■ Stated goal 1 ■
In the records, print everything from the line containing "the sky, each" down to the line containing "57], [432, 57]]", including both of those lines, reproduced line for line with no changes.

■ Page ■
________
A more secure but LESS CONVENIENT way is to somehow only download the files you need as you need them, and decrypt and work on them etc.  ONLY AS YOU NEED THEM.   This is more secure, as you only have one decrypted file on your device (the one you are working on in your word processor etc), but how can that be done and be done CONVENIENTLY?

Obviously, this “convenience v security” issue is one we have spent a lot of time looking at.  We have used webdavs connected to our cloud servers and tried to selectively sync folder(s).  It’s not efficient, not pretty, not fast (actually really slow) and sometimes it just doesn’t work.

But thankfully we now have a much faster, reliable, efficient, effective yet totally compliant way of addressing the problem of keeping files end-to-end encrypted yet still be able to work on them ONE AT A TIME even when you are in a location that can otherwise bring data residency issues.

For us, this requires several systems that have to work together, but they are built (mostly) on Open Source software that has, in some cases, been tried and tested for many years so is probably as good as you can get today:

  • OpenSSH – for Secure Shell connectivity;
  • Nextcloud server;
  • Nextcloud sync clients;
  • Cryptomator;
  • 2FA Authentication credential management apps;
  • And last but not least…Mountain Duck.
________
[Saved data entries]
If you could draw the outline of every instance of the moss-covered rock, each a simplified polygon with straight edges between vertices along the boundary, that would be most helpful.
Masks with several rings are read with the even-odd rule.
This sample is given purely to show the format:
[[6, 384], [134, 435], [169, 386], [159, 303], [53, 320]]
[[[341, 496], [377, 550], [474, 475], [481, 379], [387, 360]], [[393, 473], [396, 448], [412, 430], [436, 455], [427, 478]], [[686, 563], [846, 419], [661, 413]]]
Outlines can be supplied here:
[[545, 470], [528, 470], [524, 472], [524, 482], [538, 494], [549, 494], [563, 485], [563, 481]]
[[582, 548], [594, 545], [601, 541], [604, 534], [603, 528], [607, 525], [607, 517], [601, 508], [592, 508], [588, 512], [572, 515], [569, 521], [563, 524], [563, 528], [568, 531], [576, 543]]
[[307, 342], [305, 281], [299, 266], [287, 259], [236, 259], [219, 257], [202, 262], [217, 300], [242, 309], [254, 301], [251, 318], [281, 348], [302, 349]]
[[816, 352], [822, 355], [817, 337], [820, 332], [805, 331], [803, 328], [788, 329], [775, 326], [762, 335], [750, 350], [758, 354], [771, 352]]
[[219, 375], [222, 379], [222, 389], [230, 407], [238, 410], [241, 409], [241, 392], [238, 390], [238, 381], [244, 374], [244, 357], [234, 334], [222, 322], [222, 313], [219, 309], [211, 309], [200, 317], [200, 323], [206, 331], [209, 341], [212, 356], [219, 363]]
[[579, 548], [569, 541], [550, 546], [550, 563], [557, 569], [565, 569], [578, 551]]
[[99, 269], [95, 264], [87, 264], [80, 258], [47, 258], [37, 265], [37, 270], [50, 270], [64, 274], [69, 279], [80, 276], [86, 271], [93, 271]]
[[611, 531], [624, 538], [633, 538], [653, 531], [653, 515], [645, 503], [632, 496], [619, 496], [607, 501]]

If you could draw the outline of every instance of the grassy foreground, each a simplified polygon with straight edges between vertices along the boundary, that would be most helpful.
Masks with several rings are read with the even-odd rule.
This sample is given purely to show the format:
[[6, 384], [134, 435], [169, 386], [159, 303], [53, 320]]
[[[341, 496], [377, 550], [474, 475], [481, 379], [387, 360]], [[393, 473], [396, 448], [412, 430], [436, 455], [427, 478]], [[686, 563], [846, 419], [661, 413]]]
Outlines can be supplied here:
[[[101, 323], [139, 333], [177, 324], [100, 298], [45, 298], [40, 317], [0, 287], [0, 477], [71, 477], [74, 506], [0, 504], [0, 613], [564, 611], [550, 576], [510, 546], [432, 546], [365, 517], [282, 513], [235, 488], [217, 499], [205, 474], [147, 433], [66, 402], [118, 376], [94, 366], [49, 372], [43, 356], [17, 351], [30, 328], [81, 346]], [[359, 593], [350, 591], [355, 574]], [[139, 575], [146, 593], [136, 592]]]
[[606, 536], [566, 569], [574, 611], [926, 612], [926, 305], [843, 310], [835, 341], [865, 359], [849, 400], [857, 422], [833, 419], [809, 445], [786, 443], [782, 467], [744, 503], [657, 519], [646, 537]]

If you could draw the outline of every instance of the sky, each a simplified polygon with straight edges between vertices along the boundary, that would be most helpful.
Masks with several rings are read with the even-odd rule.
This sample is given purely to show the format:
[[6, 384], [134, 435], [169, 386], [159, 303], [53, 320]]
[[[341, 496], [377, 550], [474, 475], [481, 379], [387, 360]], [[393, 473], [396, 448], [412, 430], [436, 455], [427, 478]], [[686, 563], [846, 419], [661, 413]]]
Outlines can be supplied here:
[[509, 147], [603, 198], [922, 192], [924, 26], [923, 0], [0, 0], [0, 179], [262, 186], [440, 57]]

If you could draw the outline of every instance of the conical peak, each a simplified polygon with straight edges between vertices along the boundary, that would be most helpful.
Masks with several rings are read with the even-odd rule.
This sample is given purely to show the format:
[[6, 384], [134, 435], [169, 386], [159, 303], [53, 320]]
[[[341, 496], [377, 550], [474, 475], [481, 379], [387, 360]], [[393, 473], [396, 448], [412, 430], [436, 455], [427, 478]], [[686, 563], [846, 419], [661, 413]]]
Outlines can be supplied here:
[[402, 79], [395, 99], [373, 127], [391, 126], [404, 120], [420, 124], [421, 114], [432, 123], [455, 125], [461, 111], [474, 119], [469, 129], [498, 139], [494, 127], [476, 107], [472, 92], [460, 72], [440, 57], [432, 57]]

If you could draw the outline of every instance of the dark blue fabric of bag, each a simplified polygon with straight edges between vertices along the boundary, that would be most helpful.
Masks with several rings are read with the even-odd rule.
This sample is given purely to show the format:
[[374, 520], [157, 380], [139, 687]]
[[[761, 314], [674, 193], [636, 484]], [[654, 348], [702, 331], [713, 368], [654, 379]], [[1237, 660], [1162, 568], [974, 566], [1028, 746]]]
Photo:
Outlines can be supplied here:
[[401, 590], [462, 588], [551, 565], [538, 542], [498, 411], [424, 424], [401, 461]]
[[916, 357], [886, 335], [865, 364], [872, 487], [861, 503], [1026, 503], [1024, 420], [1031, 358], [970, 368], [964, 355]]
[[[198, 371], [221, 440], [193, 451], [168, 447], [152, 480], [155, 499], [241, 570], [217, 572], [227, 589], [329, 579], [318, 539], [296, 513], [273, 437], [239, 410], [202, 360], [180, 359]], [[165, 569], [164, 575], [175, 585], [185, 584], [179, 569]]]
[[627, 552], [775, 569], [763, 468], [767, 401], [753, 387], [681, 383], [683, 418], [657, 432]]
________
■ Stated goal 2 ■
In the text about keeping files encrypted, why is downloading and decrypting files only as you need them called the more secure way?

■ Written solution 1 ■
If you could draw the outline of every instance of the sky, each a simplified polygon with straight edges between vertices along the boundary, that would be most helpful.
Masks with several rings are read with the even-odd rule.
This sample is given purely to show the format:
[[6, 384], [134, 435], [169, 386], [159, 303], [53, 320]]
[[[341, 496], [377, 550], [474, 475], [481, 379], [387, 360]], [[393, 473], [396, 448], [412, 430], [436, 455], [427, 478]], [[686, 563], [846, 419], [661, 413]]]
Outlines can be supplied here:
[[509, 147], [603, 198], [922, 192], [924, 26], [923, 0], [0, 0], [0, 179], [262, 186], [440, 57]]

If you could draw the outline of every instance of the conical peak, each a simplified polygon with straight edges between vertices along the boundary, that would be most helpful.
Masks with several rings are read with the even-odd rule.
This sample is given purely to show the format:
[[6, 384], [134, 435], [169, 386], [159, 303], [53, 320]]
[[[341, 496], [377, 550], [474, 475], [481, 379], [387, 360]], [[393, 473], [396, 448], [412, 430], [436, 455], [427, 478]], [[686, 563], [846, 419], [661, 413]]]
Outlines can be supplied here:
[[402, 79], [395, 99], [373, 127], [391, 126], [404, 120], [420, 124], [421, 114], [432, 123], [455, 125], [461, 111], [474, 119], [469, 129], [498, 139], [494, 127], [476, 107], [472, 92], [460, 72], [440, 57], [432, 57]]

■ Written solution 2 ■
It is more secure because only one decrypted file sits on your device at a time: the one you are working on in your word processor or similar program.